Task details ->
Can you recast the listing from its first line through the line containing "106L96 110L105 109L109", both ends included, as a JSON list of strings with one string per line and blank lines left out?

[Begin Materials provided]

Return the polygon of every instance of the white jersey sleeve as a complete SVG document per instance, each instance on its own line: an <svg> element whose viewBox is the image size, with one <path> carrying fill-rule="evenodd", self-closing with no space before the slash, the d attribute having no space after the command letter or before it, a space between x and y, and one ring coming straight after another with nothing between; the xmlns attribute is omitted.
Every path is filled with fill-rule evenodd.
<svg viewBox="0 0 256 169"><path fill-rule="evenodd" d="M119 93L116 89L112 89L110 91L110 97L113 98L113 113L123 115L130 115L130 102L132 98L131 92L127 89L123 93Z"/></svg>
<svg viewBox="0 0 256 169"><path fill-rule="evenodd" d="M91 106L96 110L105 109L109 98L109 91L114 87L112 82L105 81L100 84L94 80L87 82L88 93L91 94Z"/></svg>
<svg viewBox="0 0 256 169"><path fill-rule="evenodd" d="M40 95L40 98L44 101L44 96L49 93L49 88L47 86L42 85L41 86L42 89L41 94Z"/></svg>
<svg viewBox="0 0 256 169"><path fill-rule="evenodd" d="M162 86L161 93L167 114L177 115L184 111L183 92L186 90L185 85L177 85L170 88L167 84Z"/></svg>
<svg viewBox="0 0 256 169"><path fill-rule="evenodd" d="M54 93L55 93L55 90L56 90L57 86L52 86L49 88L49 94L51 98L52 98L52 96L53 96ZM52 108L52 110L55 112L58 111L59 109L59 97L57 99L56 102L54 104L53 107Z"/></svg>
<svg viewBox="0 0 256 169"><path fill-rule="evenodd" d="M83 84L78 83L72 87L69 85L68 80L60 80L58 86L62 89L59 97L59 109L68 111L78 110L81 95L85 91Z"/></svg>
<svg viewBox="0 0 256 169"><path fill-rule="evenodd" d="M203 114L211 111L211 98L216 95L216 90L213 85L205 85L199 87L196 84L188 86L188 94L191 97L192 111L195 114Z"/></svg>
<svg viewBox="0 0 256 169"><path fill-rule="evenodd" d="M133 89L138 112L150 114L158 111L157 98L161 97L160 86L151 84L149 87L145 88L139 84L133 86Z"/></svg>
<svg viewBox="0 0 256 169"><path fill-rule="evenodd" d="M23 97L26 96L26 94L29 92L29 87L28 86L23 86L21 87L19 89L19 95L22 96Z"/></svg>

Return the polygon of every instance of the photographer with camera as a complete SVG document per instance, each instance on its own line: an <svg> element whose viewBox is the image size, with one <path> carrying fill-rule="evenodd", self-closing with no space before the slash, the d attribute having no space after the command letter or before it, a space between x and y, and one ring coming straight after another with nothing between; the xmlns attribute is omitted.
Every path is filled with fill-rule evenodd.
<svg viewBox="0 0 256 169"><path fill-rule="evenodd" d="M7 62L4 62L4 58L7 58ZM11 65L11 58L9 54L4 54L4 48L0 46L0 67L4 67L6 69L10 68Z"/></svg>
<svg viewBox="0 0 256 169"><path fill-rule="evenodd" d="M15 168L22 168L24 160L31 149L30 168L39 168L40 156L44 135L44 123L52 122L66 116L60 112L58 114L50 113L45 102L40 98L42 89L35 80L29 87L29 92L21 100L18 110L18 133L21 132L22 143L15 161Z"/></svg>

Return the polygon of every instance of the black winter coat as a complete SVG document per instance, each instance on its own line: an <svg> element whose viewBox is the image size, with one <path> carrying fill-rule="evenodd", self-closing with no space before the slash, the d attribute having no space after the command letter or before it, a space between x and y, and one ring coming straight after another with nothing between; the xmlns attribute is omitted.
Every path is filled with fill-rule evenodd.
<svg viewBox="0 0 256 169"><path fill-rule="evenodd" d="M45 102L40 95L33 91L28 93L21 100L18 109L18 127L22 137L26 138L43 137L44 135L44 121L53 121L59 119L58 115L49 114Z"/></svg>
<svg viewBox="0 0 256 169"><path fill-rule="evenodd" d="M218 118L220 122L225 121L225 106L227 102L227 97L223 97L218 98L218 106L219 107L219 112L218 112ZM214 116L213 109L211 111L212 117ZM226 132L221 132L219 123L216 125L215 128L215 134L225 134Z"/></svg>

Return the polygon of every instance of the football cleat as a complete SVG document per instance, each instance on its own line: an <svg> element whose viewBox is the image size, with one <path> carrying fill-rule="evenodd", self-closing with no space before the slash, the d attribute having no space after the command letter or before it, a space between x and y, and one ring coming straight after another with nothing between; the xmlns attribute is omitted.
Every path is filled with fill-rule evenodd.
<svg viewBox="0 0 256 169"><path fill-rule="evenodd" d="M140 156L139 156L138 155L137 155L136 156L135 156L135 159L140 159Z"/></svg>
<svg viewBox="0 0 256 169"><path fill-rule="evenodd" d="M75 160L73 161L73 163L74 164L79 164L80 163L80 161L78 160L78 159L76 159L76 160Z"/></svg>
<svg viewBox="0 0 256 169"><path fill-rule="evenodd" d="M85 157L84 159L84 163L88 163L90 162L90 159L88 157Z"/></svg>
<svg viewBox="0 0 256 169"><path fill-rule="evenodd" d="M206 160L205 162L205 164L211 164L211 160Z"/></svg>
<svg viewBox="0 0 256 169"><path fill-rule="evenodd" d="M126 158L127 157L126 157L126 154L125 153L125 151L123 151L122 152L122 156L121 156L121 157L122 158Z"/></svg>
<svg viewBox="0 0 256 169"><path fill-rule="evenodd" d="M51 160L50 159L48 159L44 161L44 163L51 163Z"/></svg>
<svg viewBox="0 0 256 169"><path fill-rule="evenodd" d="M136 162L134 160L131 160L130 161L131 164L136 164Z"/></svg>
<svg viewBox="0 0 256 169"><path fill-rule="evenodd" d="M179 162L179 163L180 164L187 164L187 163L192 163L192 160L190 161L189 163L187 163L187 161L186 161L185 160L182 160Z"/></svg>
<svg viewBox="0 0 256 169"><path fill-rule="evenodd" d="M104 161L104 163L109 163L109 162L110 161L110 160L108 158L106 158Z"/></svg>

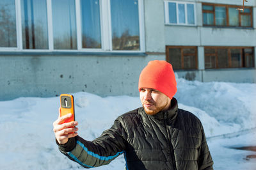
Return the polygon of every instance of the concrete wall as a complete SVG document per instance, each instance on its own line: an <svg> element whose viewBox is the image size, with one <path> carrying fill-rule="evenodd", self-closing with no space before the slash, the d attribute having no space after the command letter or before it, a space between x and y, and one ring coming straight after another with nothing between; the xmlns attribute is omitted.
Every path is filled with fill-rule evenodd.
<svg viewBox="0 0 256 170"><path fill-rule="evenodd" d="M144 13L145 54L0 52L0 100L83 91L138 96L143 68L165 59L163 1L144 1Z"/></svg>
<svg viewBox="0 0 256 170"><path fill-rule="evenodd" d="M140 72L156 56L0 56L0 100L87 91L138 96Z"/></svg>

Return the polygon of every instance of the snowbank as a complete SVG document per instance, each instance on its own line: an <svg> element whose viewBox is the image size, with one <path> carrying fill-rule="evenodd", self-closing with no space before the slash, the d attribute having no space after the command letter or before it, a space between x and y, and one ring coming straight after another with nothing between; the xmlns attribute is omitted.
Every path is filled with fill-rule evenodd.
<svg viewBox="0 0 256 170"><path fill-rule="evenodd" d="M256 101L256 84L202 83L182 79L177 79L177 84L175 97L179 107L200 118L207 137L255 127L256 105L253 102ZM102 98L86 92L73 95L78 133L88 140L93 139L109 128L119 115L141 107L138 97ZM58 118L59 107L59 97L19 98L0 102L1 169L81 167L60 153L55 144L52 123ZM220 157L216 150L223 146L216 143L210 143L209 146L213 150L213 155ZM221 158L216 157L214 160L217 167L221 167L218 163L221 162ZM123 169L124 164L121 156L110 165L97 169Z"/></svg>

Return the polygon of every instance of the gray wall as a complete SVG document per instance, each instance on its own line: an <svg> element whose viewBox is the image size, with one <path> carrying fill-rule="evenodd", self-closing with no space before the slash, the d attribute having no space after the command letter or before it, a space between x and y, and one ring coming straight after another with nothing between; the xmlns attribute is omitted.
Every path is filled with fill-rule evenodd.
<svg viewBox="0 0 256 170"><path fill-rule="evenodd" d="M198 47L198 70L177 72L179 77L204 81L253 82L255 69L204 70L204 46L256 46L255 29L203 27L201 1L190 1L196 2L196 27L165 26L163 1L144 1L144 54L0 52L0 100L20 97L49 97L83 91L102 97L138 96L140 72L150 60L165 59L166 45ZM241 3L240 0L225 2ZM254 2L250 3L255 5ZM255 8L253 12L255 24Z"/></svg>
<svg viewBox="0 0 256 170"><path fill-rule="evenodd" d="M157 56L0 56L0 100L87 91L138 96L138 81Z"/></svg>

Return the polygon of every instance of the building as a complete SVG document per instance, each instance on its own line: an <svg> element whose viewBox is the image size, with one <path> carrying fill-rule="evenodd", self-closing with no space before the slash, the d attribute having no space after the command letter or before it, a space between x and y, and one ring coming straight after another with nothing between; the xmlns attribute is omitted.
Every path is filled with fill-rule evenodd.
<svg viewBox="0 0 256 170"><path fill-rule="evenodd" d="M138 96L153 59L200 81L256 82L256 2L1 0L0 100Z"/></svg>

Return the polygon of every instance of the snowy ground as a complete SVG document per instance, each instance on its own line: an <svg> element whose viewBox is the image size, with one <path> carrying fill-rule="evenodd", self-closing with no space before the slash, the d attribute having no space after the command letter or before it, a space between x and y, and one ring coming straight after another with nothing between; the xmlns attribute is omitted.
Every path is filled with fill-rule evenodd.
<svg viewBox="0 0 256 170"><path fill-rule="evenodd" d="M255 151L232 148L256 146L256 84L207 82L177 79L180 108L203 123L214 169L256 169ZM110 127L118 116L141 106L138 97L101 98L73 94L79 135L92 140ZM52 123L58 117L58 97L19 98L0 102L1 169L77 169L81 167L58 150ZM121 155L95 169L124 169Z"/></svg>

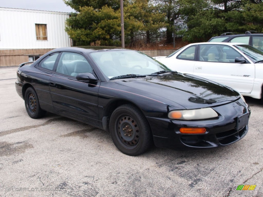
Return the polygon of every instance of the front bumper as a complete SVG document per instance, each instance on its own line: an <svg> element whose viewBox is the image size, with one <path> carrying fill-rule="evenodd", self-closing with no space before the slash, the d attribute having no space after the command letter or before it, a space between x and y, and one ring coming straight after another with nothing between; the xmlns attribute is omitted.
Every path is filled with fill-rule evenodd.
<svg viewBox="0 0 263 197"><path fill-rule="evenodd" d="M212 108L219 115L211 120L185 121L147 117L155 145L172 148L213 148L234 143L246 135L250 111L242 99ZM238 123L239 120L242 122ZM179 131L181 127L205 127L206 132L182 134Z"/></svg>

[End Materials provided]

Full solution ->
[
  "Return the polygon of every instance of the white jersey sleeve as a complete SVG document per instance, each instance on its own line: an <svg> element whose viewBox is the image size, with one <path> carrying fill-rule=\"evenodd\", self-closing with no space before the slash, the d attribute having no space after the command letter or before it, a space between x and y, and one ring coming straight after another with nothing between; the xmlns attribute is omitted.",
  "Every path is filled with fill-rule evenodd.",
  "<svg viewBox=\"0 0 256 169\"><path fill-rule=\"evenodd\" d=\"M119 93L116 89L112 89L110 91L110 97L113 98L113 113L123 115L130 115L130 102L132 98L131 92L127 89L123 93Z\"/></svg>",
  "<svg viewBox=\"0 0 256 169\"><path fill-rule=\"evenodd\" d=\"M91 106L96 110L105 109L109 98L109 91L114 87L112 82L105 81L100 84L94 80L87 82L88 93L91 94Z\"/></svg>"
]